• _Available data_
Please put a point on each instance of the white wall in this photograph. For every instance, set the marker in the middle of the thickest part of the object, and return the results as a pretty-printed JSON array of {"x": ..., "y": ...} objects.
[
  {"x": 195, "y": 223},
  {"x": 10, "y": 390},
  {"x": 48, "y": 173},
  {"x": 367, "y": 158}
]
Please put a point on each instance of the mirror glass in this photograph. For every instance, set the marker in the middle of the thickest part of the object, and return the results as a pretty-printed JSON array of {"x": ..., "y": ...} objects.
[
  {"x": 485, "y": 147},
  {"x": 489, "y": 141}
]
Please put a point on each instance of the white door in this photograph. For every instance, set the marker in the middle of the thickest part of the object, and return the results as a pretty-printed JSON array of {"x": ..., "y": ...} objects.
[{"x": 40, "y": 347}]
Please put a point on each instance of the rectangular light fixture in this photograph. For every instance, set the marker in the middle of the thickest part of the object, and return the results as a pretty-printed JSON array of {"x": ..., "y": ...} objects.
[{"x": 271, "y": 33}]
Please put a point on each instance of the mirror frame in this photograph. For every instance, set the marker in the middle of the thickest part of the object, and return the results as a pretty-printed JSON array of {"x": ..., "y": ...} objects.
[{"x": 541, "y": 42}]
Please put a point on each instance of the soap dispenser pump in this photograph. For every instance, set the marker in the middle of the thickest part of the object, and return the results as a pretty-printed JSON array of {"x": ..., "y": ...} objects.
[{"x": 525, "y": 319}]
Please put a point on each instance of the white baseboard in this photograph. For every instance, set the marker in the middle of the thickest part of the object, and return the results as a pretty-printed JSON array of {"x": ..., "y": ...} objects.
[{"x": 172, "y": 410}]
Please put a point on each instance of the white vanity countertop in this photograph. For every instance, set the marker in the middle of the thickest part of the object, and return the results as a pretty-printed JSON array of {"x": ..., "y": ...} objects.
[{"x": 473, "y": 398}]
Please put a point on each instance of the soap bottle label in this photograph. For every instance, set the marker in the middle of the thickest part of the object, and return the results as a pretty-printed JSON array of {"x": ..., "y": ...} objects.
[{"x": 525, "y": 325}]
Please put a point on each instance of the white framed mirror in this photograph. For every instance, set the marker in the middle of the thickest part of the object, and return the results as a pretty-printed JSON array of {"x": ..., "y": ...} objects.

• _Work to be completed_
Write the data from above out again, exactly.

• _Completed exercise_
Please put a point on each instance of the white wall in this photograph. For every instance, set the marker in the middle of the thickest part of the object, and return the results as a pretty-printed JSON array of {"x": ..., "y": ...} objects.
[
  {"x": 195, "y": 223},
  {"x": 10, "y": 390},
  {"x": 48, "y": 173},
  {"x": 367, "y": 158}
]
Please put a point on each instance of the mirror glass in this photograph. For every instance, set the marker in the middle of the thickest part of the object, and return the results as a pretty-printed JSON array of {"x": ..., "y": ...} objects.
[
  {"x": 485, "y": 147},
  {"x": 489, "y": 141}
]
Please put a point on each instance of the white door in this photograph. For every instance, set the marker in the middle of the thickest part of the object, and return the results as a pretty-printed JSON array of {"x": ..., "y": ...} objects.
[{"x": 40, "y": 347}]
Please put a point on each instance of the rectangular light fixture in this photograph. For every instance, set the marker in the middle of the thickest part of the object, and return the results as a pretty-printed JSON array of {"x": ..., "y": ...} objects.
[{"x": 271, "y": 33}]
Please put a point on each instance of the mirror frame in this photograph. For every instance, set the marker in the middle of the thickest part of the object, and return the results as a pretty-printed JSON array of {"x": ..., "y": ...} objects.
[{"x": 541, "y": 42}]
Please put a point on each instance of the soap dispenser pump in this photograph. For every instance, set the marker in the middle of the thickest part of the object, and return the results as a pretty-printed JSON array of {"x": ..., "y": ...} objects.
[{"x": 525, "y": 319}]
Please put a point on each instance of the white baseboard in this photograph. For every instance, set the marker in the middle of the thickest part of the object, and return the results as a pretty-printed JSON array of {"x": ..., "y": ...} objects.
[{"x": 172, "y": 410}]
Please put a point on each instance of the white vanity countertop in this photograph. For every instance, set the marker in the middle of the thickest part of the object, and return the results as a pretty-printed JSON array of {"x": ..., "y": ...} objects.
[{"x": 473, "y": 398}]
Please put a point on each instance of the soap bottle label in this photograph. For every instance, set the marker in the middle of the thickest part of the object, and return the results as a pretty-printed JSON array of {"x": ..., "y": ...} objects.
[{"x": 525, "y": 325}]
Please put a point on each instance of the white framed mirror in this photograph. For every instance, set the marker in the middle of the thickest part of the object, and return the results as a pretty-printed JSON array of {"x": ..., "y": ...} objects.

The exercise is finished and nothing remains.